What you have to do -> Go over the entries below line by line, copying each one that contains the word "tree".

Data to process ->
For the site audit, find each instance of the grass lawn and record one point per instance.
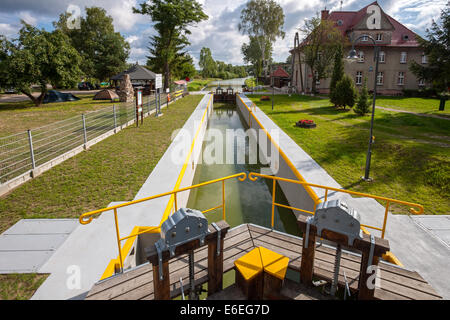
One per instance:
(410, 159)
(20, 116)
(199, 84)
(20, 286)
(418, 105)
(112, 170)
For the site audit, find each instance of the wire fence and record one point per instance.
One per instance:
(23, 152)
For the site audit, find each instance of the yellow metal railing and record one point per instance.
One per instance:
(87, 218)
(254, 176)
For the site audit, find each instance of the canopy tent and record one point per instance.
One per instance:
(56, 96)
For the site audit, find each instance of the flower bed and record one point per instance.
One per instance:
(306, 124)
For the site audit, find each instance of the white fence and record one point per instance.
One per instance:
(22, 154)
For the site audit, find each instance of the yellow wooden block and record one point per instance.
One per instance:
(250, 265)
(278, 268)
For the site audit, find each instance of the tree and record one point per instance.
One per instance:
(338, 73)
(263, 20)
(172, 20)
(39, 57)
(253, 54)
(363, 104)
(346, 92)
(207, 63)
(322, 40)
(437, 50)
(103, 50)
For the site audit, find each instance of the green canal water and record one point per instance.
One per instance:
(246, 202)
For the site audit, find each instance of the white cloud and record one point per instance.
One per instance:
(8, 30)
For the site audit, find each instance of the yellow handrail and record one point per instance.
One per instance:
(311, 193)
(253, 176)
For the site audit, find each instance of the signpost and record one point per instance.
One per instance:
(158, 87)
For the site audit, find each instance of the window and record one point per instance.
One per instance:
(424, 59)
(359, 77)
(401, 78)
(380, 78)
(403, 57)
(361, 56)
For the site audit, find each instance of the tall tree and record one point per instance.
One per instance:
(207, 63)
(103, 50)
(322, 40)
(253, 54)
(338, 73)
(172, 20)
(437, 50)
(263, 20)
(38, 57)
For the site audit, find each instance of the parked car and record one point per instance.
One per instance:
(85, 86)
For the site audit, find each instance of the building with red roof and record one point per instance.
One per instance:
(398, 46)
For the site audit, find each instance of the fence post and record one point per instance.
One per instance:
(115, 118)
(30, 140)
(84, 131)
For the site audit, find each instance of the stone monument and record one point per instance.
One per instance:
(126, 91)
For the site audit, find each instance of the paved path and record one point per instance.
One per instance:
(421, 243)
(415, 113)
(8, 98)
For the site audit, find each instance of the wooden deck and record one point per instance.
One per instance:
(137, 284)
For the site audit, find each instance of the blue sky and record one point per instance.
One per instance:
(220, 32)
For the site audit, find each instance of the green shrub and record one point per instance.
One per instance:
(345, 92)
(363, 104)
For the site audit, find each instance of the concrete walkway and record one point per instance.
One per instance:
(81, 261)
(417, 248)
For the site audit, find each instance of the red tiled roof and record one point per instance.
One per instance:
(280, 73)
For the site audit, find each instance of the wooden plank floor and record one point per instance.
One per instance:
(137, 284)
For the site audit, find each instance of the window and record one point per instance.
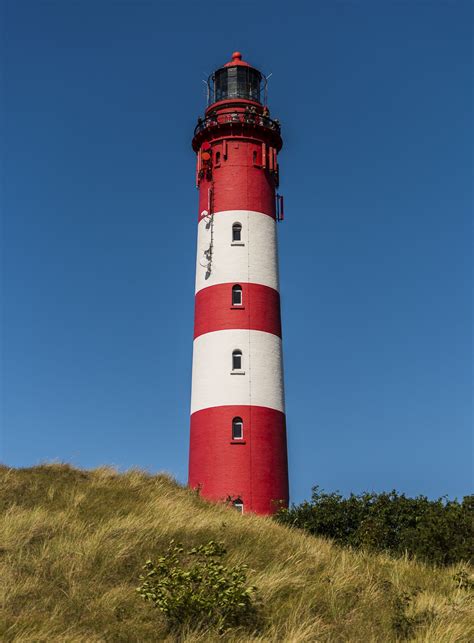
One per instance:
(237, 232)
(236, 295)
(237, 360)
(237, 429)
(239, 505)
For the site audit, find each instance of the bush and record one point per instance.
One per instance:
(194, 587)
(437, 531)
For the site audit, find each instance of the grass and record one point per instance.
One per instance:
(73, 542)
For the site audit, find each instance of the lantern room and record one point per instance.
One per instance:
(236, 80)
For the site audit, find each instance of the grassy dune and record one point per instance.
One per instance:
(72, 544)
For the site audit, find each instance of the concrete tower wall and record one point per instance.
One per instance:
(237, 173)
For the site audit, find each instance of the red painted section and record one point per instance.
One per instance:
(237, 183)
(237, 60)
(254, 469)
(237, 145)
(260, 309)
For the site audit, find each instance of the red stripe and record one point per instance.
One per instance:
(237, 183)
(260, 309)
(254, 469)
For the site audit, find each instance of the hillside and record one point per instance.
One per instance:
(73, 543)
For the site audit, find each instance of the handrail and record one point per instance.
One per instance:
(247, 118)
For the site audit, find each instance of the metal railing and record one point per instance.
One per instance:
(247, 118)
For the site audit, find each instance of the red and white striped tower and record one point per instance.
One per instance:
(238, 435)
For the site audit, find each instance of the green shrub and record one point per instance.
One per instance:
(437, 531)
(194, 587)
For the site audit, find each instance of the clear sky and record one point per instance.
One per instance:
(99, 101)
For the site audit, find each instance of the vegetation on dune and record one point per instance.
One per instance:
(436, 531)
(73, 545)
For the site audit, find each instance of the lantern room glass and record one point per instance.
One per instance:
(237, 82)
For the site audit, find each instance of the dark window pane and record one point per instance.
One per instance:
(236, 232)
(236, 361)
(236, 296)
(237, 429)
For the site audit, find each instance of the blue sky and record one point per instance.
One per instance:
(99, 101)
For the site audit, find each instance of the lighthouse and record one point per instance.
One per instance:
(238, 449)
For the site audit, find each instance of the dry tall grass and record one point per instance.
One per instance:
(73, 542)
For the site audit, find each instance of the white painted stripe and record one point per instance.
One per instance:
(256, 261)
(213, 381)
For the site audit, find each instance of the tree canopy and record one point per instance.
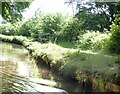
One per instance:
(12, 11)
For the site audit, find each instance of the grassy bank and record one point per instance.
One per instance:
(94, 69)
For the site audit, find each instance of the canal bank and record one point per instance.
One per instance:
(93, 71)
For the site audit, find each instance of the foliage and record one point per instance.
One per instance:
(39, 27)
(95, 41)
(71, 30)
(12, 11)
(53, 24)
(70, 62)
(7, 29)
(114, 42)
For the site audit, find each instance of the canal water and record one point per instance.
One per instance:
(20, 73)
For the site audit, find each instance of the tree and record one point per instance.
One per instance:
(96, 16)
(12, 11)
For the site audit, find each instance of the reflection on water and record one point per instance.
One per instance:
(18, 73)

Result of the task ->
For the site audit, find each instance of the tree and record one point per instance.
For the site audit, find each instance of the tall tree and record one point per instance.
For the site audit, find each instance of the tree canopy and record one point per instance.
For the site audit, find each instance of the tree and record one point per instance.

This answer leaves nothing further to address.